Provided text >>

· · · · ·

The optimization problem of FSTDMF in Eq. (12) is nonconvex. Fan et al. [11] propose to find the local minima by nonlinear optimization techniques such as BFGS [42] and improved resilient backpropagation (iRprop+) algorithm [43]. In [44], it was shown that iRprop+ often outperformed other methods in optimizing neural networks and iRprop+ is more efficient than BFGS for large-scale problems. This paper follows Fan et al. [11] to use BFGS to solve DMF when the size of R is relatively small (e.g., m, n < 1000) and use iRprop+ otherwise.

Learning latent representations from item auxiliary information

As previously mentioned, the proposed model processes the provided item auxiliary information A to obtain its latent feature representation \(V_A\).For this purpose, two distinct methodologies are employed.

Items’ auxiliary information typically falls into two categories: item side information and the rating matrices that grade items in various domains. While the item side information encompasses a wide range, including attributes, images, comments, videos, etc., obtaining certain types like images, videos, and comments can be challenging. However, attribute information and rating matrices from different domains are more readily accessible. This work leverages both the item attribute information and the domain-specific rating matrices to extract the latent feature representations.

· · · · ·

Information shown >>
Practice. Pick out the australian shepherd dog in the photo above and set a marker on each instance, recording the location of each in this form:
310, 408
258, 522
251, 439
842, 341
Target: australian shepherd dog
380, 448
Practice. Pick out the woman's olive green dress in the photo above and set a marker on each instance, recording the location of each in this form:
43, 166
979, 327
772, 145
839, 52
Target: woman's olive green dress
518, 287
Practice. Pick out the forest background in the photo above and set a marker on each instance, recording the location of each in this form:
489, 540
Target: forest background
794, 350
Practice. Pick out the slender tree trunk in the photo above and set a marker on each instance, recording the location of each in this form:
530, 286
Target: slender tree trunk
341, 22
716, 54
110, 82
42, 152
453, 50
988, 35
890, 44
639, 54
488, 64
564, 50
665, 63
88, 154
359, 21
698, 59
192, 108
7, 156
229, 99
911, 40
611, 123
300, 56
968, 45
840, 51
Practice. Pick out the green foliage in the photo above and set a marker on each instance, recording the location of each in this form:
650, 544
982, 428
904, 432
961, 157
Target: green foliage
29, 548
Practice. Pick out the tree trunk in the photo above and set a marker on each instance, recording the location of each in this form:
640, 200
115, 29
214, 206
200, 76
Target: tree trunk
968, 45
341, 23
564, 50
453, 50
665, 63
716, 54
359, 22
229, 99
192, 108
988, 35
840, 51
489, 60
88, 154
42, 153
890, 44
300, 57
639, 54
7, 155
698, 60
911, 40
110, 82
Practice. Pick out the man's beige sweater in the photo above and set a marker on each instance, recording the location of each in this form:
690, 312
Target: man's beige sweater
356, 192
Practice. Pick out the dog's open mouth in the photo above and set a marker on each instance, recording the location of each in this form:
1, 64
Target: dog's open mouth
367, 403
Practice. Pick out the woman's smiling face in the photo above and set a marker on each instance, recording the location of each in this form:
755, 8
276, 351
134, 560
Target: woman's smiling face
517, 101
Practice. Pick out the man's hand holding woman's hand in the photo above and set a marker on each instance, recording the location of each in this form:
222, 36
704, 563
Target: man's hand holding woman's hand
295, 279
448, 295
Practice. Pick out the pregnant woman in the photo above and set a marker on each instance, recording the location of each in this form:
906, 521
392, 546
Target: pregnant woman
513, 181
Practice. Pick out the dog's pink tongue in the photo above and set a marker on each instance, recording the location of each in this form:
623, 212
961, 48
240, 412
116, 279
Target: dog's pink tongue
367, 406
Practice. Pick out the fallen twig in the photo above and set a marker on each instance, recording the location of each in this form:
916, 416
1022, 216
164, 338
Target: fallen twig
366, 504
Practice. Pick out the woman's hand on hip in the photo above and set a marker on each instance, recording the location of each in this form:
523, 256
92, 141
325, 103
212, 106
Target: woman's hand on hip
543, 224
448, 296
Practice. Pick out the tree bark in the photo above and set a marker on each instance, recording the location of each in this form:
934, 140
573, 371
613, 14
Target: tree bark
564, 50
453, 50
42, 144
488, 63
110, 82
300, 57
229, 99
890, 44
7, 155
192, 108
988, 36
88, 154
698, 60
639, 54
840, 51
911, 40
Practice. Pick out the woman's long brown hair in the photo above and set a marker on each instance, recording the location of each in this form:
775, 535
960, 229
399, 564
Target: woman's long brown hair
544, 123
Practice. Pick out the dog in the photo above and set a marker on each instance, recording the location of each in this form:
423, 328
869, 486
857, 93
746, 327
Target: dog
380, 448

· · · · ·

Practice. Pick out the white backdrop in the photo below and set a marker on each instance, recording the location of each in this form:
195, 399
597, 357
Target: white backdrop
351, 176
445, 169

· · · · ·

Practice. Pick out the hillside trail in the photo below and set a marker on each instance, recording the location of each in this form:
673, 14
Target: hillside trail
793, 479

· · · · ·

Exercise 1 >>
Answer these questions using the provided text:
(a) Which optimization method is used to solve DMF when the size of R is relatively small?
(b) Into which two categories does items' auxiliary information typically fall?
(c) Which types of item side information are described as challenging to obtain?
Exercise 2 >>
Write out the part of the provided text between "The optimization problem" and "methodologies are employed.", inclusive.

Final result 1 >>
(a) BFGS
(b) Item side information and the rating matrices that grade items in various domains
(c) Images, videos, and comments

Final result 2 >>
The optimization problem of FSTDMF in Eq. (12) is nonconvex. Fan et al. [11] propose to find the local minima by nonlinear optimization techniques such as BFGS [42] and improved resilient backpropagation (iRprop+) algorithm [43]. In [44], it was shown that iRprop+ often outperformed other methods in optimizing neural networks and iRprop+ is more efficient than BFGS for large-scale problems. This paper follows Fan et al. [11] to use BFGS to solve DMF when the size of R is relatively small (e.g., m, n < 1000) and use iRprop+ otherwise.

Learning latent representations from item auxiliary information

As previously mentioned, the proposed model processes the provided item auxiliary information A to obtain its latent feature representation \(V_A\).For this purpose, two distinct methodologies are employed.